▸ **What you need to do**:
Revise the material below by replacing "drop a pin on" with "place a marker on" at every occurrence. Leave everything else unchanged.
# start of Entries shown
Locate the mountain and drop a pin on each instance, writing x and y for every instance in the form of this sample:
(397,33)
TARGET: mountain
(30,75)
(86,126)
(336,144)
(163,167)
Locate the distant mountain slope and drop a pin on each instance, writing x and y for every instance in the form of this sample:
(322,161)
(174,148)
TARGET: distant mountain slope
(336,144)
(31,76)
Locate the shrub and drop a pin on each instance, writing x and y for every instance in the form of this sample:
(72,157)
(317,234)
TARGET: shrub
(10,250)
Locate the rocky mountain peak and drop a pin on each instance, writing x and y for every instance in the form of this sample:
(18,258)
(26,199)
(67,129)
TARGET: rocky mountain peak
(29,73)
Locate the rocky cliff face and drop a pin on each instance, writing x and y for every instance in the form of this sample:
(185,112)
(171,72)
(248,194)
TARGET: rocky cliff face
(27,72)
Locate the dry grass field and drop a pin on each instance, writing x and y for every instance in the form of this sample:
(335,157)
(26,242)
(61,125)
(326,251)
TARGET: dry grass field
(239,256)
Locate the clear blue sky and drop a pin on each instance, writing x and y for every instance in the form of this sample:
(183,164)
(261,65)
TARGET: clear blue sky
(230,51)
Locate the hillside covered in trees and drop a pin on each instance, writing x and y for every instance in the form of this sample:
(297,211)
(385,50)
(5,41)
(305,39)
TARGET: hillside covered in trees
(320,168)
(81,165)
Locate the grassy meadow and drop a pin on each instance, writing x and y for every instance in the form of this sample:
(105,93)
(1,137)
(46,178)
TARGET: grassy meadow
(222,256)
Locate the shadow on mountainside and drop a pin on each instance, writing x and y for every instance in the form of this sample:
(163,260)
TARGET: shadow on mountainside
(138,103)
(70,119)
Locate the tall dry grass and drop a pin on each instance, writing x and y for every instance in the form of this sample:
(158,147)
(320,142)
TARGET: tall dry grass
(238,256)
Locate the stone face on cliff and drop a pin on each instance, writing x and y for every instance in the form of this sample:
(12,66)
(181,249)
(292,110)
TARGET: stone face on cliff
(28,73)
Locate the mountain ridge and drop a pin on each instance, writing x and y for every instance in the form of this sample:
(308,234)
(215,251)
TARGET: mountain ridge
# end of Entries shown
▸ **Problem solution**:
Locate the mountain and place a marker on each instance, writing x and y for every instance in the form of this sample:
(397,33)
TARGET: mountain
(30,75)
(86,126)
(336,144)
(163,167)
Locate the distant mountain slope and place a marker on each instance, writing x and y for every instance in the form of this sample:
(322,161)
(174,148)
TARGET: distant mountain slope
(336,144)
(31,76)
Locate the shrub and place a marker on each instance, writing x and y for every instance in the form of this sample:
(72,157)
(317,234)
TARGET: shrub
(10,250)
Locate the rocky mountain peak and place a marker on each instance, writing x and y for every instance in the form of this sample:
(18,258)
(26,199)
(67,129)
TARGET: rocky mountain peak
(29,73)
Locate the rocky cliff face and place a marker on each instance, writing x and y for every instance in the form of this sample:
(185,112)
(171,72)
(248,194)
TARGET: rocky cliff face
(27,72)
Locate the dry grass field and place a marker on each instance, writing x and y for every instance in the form of this sample:
(335,157)
(26,242)
(61,125)
(326,251)
TARGET: dry grass field
(239,256)
Locate the clear blue sky and place a marker on each instance, writing x and y for every instance in the form of this sample:
(183,164)
(261,65)
TARGET: clear blue sky
(230,51)
Locate the hillside covered in trees and place a marker on each instance, writing x and y for every instance in the form of this sample:
(297,211)
(385,50)
(5,41)
(305,39)
TARGET: hillside covered in trees
(320,168)
(81,165)
Locate the grassy meadow and place a marker on each instance, writing x and y for every instance in the form of this sample:
(105,93)
(1,137)
(46,178)
TARGET: grassy meadow
(222,256)
Locate the shadow on mountainside and place a marker on each instance, writing x and y for every instance in the form of this sample:
(163,260)
TARGET: shadow on mountainside
(138,103)
(70,119)
Locate the tall dry grass and place a marker on each instance, writing x and y for every instance in the form of this sample:
(158,147)
(320,142)
TARGET: tall dry grass
(238,256)
Locate the stone face on cliff and place a marker on each instance, writing x and y for every instance in the form of this sample:
(12,66)
(181,249)
(292,110)
TARGET: stone face on cliff
(28,73)
Locate the mountain ridge and place a marker on each instance, writing x and y for every instance in the form of this sample:
(308,234)
(215,251)
TARGET: mountain ridge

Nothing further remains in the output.